When he was an Ottawa High School senior, Bob started farming with a few acres on the west edge of town.

“My dad bought this farm in 1956,” Bob recalled. “He bought a full line of equipment at a sale during the winter along with eight cows and that cost a little under $5,000.”

Bob and his wife, Sharon moved to the farm in 1957.

“It was pretty slim pickings when we started,” Bob said. “My wife was raised in town with all the modern conveniences and on the farm we didn’t have an indoor bathroom for the first year.”

“The first time her folks came out, they didn’t say anything to her, but they said to each other going back that she’ll never stay there,” he said. “But she did and we’ve been married 68 years.”

All five of Bob and Sharon’s children are farming and 10 of the 21 grandkids are also involved with farming.

“We’ve got 52 great grandkids. I know some of them would like to farm,” Bob said. “I don’t know what else I would have done if I wasn’t farming, and if my dad didn’t buy this farm, I probably would not have been a farmer.”

The first year, Bob grew 70-bushel corn.

“The corn price would get up to $1.03 to $1.05 per bushel and then when the cribs were full, we’d shell the remainder of the corn,” he said. “I’d take the corn to town and it would go down to 90 cents per bushel just about every year in the fall.”

Sharon worked together with Bob on the farm cultivating, running the disk in the fall, plowing and hauling corn from the fields.

“When we sold our 4640 tractor I think it had 6,000 hours on it and she put well over half the hours on it,” Bob said.

“I think all of the kids learned how to drive a tractor from grandma, right out here,” Marissa added.

The Friestads milked about 20 cows for many years and during the fall, they would put the cows on cornstalks to clean up the corn after harvest.

“We use to run the cows across Route 47 morning and night,” Bob said. “It was a two-lane road then and my wife and I would get the cows all together and when you couldn’t see traffic, we’d open the gate and let them cross the road to go be milked.”

“When we came out here, almost everybody on this road was milking cows with cans,” he said. “In 1979, my oldest son, Kirk, took over the cows and now he’s the only dairy farmer in Kendall County. I milked 20 cows and he has 250 cows.”

Bob’s first combine was a John Deere 45.

“It didn’t have a cab, I’d have goggles and a mask on and by the end of the day, I could hardly see,” he said. “I traded that for a John Deere 6600 and I didn’t think combines could get any better.”

The new combine had a cab, but no air conditioning because Bob thought that was a luxury until he harvested wheat.

§ **Dataset**

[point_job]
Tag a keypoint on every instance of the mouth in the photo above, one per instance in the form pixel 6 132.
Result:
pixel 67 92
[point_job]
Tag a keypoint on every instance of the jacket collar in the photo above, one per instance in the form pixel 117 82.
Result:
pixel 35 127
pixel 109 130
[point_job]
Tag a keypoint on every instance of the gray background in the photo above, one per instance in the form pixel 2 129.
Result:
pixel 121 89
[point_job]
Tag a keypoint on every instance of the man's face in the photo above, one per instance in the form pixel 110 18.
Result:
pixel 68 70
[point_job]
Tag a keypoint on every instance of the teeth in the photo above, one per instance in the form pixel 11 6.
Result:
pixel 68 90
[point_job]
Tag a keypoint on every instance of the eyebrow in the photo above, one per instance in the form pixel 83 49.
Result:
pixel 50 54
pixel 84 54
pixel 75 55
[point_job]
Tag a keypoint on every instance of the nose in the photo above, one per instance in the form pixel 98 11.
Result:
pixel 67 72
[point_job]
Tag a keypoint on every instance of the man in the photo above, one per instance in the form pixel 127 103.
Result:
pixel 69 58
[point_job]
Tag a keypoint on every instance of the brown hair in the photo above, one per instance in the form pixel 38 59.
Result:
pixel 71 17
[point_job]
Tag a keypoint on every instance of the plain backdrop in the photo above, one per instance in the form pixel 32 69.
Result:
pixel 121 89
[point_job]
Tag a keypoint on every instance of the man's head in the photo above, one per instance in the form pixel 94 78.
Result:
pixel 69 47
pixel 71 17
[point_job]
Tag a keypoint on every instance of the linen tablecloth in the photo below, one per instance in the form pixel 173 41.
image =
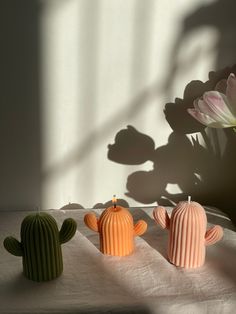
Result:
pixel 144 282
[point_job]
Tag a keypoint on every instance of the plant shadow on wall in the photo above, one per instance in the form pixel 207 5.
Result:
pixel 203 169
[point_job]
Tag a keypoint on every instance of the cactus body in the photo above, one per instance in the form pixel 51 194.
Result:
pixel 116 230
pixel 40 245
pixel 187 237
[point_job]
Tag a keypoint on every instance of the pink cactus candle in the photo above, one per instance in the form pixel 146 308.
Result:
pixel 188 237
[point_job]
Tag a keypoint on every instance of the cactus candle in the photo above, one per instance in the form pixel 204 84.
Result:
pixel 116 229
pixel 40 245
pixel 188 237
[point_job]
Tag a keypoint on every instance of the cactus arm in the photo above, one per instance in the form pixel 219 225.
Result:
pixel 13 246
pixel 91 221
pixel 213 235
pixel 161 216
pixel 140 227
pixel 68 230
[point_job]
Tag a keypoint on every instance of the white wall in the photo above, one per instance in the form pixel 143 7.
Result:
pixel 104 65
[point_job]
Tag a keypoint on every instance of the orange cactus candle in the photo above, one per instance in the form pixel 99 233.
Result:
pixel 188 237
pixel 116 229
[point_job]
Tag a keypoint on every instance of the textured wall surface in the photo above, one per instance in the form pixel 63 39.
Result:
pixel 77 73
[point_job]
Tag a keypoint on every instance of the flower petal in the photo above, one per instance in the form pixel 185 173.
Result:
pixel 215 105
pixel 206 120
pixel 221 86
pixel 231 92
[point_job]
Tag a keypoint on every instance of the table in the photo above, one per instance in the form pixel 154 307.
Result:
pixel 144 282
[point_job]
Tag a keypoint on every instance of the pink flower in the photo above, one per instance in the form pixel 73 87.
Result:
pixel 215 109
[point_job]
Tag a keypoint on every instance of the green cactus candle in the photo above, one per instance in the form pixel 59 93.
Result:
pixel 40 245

* * *

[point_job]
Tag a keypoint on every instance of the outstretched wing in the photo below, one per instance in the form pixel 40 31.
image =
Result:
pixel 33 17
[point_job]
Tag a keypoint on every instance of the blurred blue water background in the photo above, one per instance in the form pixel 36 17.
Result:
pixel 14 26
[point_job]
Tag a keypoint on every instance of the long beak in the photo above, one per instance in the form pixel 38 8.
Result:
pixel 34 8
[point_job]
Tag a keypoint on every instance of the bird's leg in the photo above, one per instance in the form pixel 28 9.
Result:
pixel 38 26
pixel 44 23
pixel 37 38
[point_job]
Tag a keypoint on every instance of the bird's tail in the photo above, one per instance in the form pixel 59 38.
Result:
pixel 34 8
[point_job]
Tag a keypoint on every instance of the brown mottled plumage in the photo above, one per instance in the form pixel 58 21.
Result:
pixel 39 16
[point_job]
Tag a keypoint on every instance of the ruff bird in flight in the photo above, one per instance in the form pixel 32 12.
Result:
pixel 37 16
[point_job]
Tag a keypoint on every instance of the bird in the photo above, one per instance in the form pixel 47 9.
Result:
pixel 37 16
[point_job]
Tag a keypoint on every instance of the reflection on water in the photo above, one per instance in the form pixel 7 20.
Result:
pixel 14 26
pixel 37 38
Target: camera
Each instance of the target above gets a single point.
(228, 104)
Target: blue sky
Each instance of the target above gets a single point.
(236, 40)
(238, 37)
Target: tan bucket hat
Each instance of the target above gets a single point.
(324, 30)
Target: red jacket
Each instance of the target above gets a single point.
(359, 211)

---

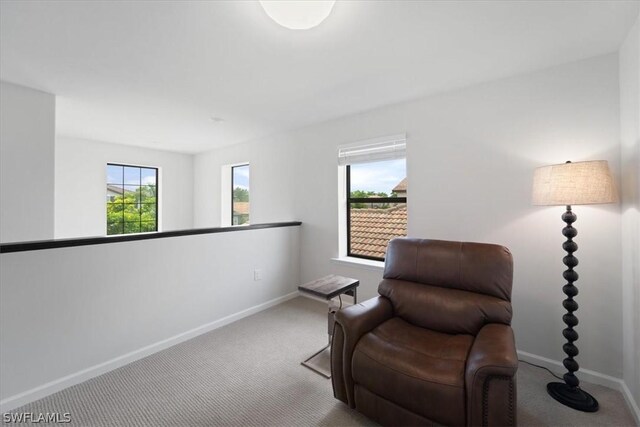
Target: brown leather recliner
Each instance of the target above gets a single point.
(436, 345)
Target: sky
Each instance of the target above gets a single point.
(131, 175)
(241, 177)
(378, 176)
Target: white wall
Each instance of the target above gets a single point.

§ **What to work on**
Repeat word for word the part of the Friestad farm story that opens with the words containing "Bob and his" and closes with "involved with farming.".

§ **Answer in full**
Bob and his wife, Sharon moved to the farm in 1957.

“It was pretty slim pickings when we started,” Bob said. “My wife was raised in town with all the modern conveniences and on the farm we didn’t have an indoor bathroom for the first year.”

“The first time her folks came out, they didn’t say anything to her, but they said to each other going back that she’ll never stay there,” he said. “But she did and we’ve been married 68 years.”

All five of Bob and Sharon’s children are farming and 10 of the 21 grandkids are also involved with farming.